"""

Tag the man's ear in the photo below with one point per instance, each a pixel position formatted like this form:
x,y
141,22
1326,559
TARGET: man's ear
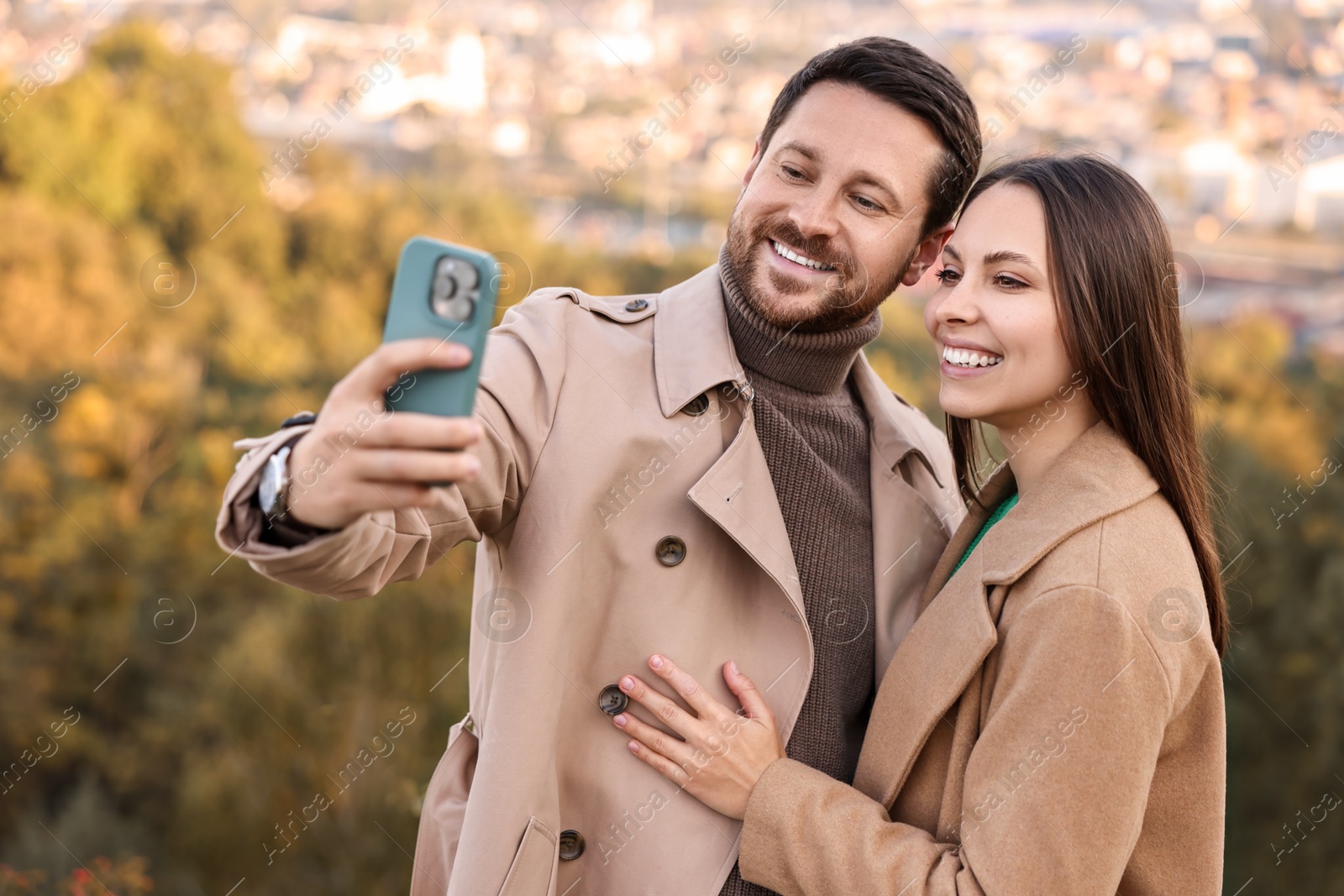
x,y
927,254
752,165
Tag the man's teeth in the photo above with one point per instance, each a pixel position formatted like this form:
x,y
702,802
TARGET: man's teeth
x,y
800,259
964,358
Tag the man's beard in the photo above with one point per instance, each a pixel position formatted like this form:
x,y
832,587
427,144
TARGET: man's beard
x,y
850,295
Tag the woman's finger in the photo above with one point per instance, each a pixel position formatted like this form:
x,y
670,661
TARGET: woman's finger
x,y
662,707
746,691
690,689
660,763
660,741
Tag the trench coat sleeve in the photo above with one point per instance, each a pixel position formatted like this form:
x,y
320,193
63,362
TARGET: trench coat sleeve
x,y
521,380
1055,786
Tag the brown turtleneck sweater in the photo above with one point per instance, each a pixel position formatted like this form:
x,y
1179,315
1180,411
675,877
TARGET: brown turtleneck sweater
x,y
815,436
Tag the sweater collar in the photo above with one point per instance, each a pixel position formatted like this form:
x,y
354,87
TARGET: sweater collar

"""

### PROBLEM TO WORK ON
Reproduce every item above verbatim, omitting the pictures.

### ANSWER TO THE EXERCISE
Tag the man's ear in the photo below with one point per instance, each a pixel position formatted like this form:
x,y
141,22
1326,559
TARGET: man's ear
x,y
927,254
752,165
Tag the man's teeth in the photo above with one point per instance, each a pixel position formatted like this form:
x,y
702,802
TARGET: man's teeth
x,y
800,259
964,358
Tag the man's beard in the photo above with one point per instance, each a pixel position formatted like this form:
x,y
832,587
427,144
TARGET: man's beard
x,y
850,295
Tag the woman's finger in the photo above with one point per instance, each a pixel position formatted like this form:
x,y
670,661
TARGET: woman's finger
x,y
662,707
746,691
690,689
660,763
660,741
Tag the trench coat sleeve in the photo above with one point per instance, each a pixel position formatted like this form:
x,y
320,193
63,362
TARGET: trench coat sleeve
x,y
521,380
1055,786
Tag the brown turtleneck sweater in the photo above with one point per instance, each a pixel position formatted like this form:
x,y
1179,315
1180,411
675,877
TARGET: brown turtleneck sweater
x,y
815,436
Tag the sweater collar in the photo above with one point per instance, each a pixel position formatted like this form:
x,y
354,87
TARGET: sweater collar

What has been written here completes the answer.